[Point-annotation data]
■ ■ ■ ■ ■ ■ ■
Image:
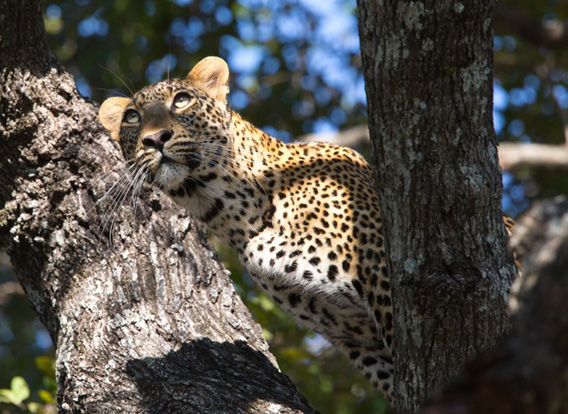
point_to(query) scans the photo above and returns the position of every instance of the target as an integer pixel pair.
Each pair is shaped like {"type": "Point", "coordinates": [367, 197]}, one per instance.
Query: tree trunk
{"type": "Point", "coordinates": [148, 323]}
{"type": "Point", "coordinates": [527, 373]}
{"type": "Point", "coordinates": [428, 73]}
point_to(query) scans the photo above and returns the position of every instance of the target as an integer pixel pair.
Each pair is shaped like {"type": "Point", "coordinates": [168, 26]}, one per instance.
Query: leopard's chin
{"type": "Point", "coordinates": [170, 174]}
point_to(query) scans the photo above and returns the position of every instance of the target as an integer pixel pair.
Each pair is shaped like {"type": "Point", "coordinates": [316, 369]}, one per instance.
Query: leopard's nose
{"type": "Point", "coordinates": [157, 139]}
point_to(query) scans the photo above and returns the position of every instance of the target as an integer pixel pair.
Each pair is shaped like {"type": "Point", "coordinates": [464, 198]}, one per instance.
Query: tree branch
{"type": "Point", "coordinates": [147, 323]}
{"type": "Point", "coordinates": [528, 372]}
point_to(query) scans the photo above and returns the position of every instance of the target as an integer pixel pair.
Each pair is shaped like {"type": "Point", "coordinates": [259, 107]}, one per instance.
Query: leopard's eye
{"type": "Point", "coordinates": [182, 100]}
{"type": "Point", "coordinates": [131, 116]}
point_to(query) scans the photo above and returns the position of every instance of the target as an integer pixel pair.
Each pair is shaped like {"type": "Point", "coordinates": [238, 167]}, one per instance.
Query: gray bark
■ ■ ■ ■ ■ ■ ■
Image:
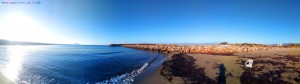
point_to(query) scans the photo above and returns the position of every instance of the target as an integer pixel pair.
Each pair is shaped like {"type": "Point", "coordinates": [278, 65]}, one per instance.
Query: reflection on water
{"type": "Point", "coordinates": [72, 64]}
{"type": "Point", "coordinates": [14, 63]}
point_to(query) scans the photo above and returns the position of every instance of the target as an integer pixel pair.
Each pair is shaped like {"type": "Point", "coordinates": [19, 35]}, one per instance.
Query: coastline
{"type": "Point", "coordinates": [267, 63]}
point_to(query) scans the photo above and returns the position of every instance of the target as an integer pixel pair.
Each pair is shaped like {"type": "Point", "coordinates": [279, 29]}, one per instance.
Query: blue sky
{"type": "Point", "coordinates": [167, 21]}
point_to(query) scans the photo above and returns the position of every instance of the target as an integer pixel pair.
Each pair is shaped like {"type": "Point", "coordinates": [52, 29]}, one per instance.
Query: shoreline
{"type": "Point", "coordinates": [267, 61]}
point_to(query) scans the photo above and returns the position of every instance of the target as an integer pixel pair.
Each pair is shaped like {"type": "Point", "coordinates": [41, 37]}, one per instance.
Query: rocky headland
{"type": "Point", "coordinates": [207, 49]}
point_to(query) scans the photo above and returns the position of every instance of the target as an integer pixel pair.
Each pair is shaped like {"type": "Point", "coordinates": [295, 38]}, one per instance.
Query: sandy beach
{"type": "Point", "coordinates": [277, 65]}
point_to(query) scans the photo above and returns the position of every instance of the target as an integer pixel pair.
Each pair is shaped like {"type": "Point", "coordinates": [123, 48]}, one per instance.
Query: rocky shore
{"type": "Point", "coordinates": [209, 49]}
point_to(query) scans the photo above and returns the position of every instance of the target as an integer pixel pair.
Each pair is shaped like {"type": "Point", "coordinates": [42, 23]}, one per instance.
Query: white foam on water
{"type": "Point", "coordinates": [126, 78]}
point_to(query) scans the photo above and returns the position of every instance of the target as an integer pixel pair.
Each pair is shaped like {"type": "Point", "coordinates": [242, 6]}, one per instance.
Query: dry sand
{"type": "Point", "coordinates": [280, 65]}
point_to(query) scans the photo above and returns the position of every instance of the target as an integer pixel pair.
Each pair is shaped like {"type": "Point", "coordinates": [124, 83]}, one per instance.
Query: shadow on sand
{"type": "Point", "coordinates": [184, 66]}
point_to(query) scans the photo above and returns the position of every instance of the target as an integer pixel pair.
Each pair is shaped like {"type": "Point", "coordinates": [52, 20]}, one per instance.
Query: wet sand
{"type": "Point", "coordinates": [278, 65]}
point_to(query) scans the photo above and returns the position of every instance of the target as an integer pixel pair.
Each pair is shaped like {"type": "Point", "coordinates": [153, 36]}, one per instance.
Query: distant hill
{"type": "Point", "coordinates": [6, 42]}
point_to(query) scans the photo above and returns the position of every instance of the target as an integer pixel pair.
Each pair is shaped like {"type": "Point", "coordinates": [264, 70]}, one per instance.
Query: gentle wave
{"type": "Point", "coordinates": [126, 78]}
■ ■ ■ ■ ■ ■ ■
**DIRECTIONS FOR THIS TASK**.
Extract every line of the data above that contains the string "rocky", treating uppercase and lowercase as different.

**PROBLEM SOLUTION**.
Query: rocky headland
Query: rocky shore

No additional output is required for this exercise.